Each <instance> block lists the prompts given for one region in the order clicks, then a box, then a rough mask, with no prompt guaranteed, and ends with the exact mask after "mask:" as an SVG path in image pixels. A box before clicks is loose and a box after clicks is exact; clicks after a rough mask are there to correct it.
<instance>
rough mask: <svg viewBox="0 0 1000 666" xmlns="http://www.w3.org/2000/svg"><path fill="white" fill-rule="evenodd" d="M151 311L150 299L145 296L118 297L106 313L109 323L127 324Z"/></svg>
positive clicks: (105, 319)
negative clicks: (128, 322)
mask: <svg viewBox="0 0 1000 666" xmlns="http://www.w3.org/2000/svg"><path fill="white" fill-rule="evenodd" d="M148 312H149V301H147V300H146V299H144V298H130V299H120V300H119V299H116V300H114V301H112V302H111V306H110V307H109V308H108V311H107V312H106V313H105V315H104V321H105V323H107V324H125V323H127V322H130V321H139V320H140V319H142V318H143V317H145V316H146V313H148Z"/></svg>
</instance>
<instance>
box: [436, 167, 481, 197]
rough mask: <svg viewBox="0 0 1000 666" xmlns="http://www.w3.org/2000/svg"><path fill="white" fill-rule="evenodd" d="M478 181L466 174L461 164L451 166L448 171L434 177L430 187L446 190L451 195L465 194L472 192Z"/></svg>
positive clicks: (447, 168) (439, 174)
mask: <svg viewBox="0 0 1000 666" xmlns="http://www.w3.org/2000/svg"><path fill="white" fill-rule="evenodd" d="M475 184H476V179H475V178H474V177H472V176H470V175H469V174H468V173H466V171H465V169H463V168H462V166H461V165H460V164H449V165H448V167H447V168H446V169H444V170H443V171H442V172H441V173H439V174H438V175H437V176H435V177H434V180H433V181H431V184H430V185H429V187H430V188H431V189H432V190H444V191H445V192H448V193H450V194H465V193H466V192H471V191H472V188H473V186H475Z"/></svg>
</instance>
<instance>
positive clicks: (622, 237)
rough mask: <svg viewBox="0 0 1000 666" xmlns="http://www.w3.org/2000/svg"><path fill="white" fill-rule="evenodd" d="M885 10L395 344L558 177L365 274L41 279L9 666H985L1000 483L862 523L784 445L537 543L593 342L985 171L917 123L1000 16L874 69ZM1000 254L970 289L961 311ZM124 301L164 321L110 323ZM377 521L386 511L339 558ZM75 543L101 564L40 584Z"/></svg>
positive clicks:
○ ○ ○ ○ ○
### What you should do
Rewrite every line of the records above as a numbered list, skipping any blank lines.

### The completed task
1. Each <instance> block lists the prompts given for one region in the order clicks, then a box, then a rough mask, with no prompt guaranteed, and ends with the exact mask after "mask:" as an SVG path in image pixels. A box before clicks is loose and a box after clicks is exact; clicks after a rough mask are there to correct it.
2. <instance>
3. rough mask: <svg viewBox="0 0 1000 666" xmlns="http://www.w3.org/2000/svg"><path fill="white" fill-rule="evenodd" d="M151 311L150 299L145 296L118 297L106 313L109 323L127 324Z"/></svg>
4. positive clicks: (105, 319)
5. negative clicks: (128, 322)
6. mask: <svg viewBox="0 0 1000 666" xmlns="http://www.w3.org/2000/svg"><path fill="white" fill-rule="evenodd" d="M148 312H149V301H147V300H146V299H144V298H130V299H120V300H119V299H116V300H114V301H112V302H111V306H110V307H109V308H108V311H107V312H106V313H105V315H104V321H105V323H107V324H125V323H127V322H130V321H139V320H140V319H142V318H143V317H145V316H146V313H148Z"/></svg>
7. </instance>
8. <instance>
9. box: [436, 167, 481, 197]
10. rough mask: <svg viewBox="0 0 1000 666" xmlns="http://www.w3.org/2000/svg"><path fill="white" fill-rule="evenodd" d="M478 181L466 174L461 164L451 166L448 171L434 177L430 187L446 190L451 195L465 194L472 192Z"/></svg>
11. positive clicks: (447, 168) (439, 174)
12. mask: <svg viewBox="0 0 1000 666" xmlns="http://www.w3.org/2000/svg"><path fill="white" fill-rule="evenodd" d="M475 184H476V179H475V178H474V177H472V176H470V175H469V174H468V173H466V171H465V169H463V168H462V166H461V165H460V164H449V165H448V167H447V168H446V169H444V170H443V171H442V172H441V173H439V174H438V175H437V176H435V177H434V180H433V181H431V184H430V185H429V187H430V188H431V189H432V190H444V191H445V192H448V193H450V194H465V193H466V192H471V191H472V188H473V186H475Z"/></svg>
13. </instance>
14. <instance>
15. positive clicks: (622, 237)
16. rough mask: <svg viewBox="0 0 1000 666" xmlns="http://www.w3.org/2000/svg"><path fill="white" fill-rule="evenodd" d="M885 10L395 344L558 177L365 274L41 279L9 666H985L1000 483L862 523L784 445L537 543L593 342L985 171L917 123L1000 16L874 69ZM1000 254L970 289L961 311ZM124 301L164 321L110 323ZM377 521L386 511L339 558ZM75 543L101 564L40 584Z"/></svg>
17. positive clicks:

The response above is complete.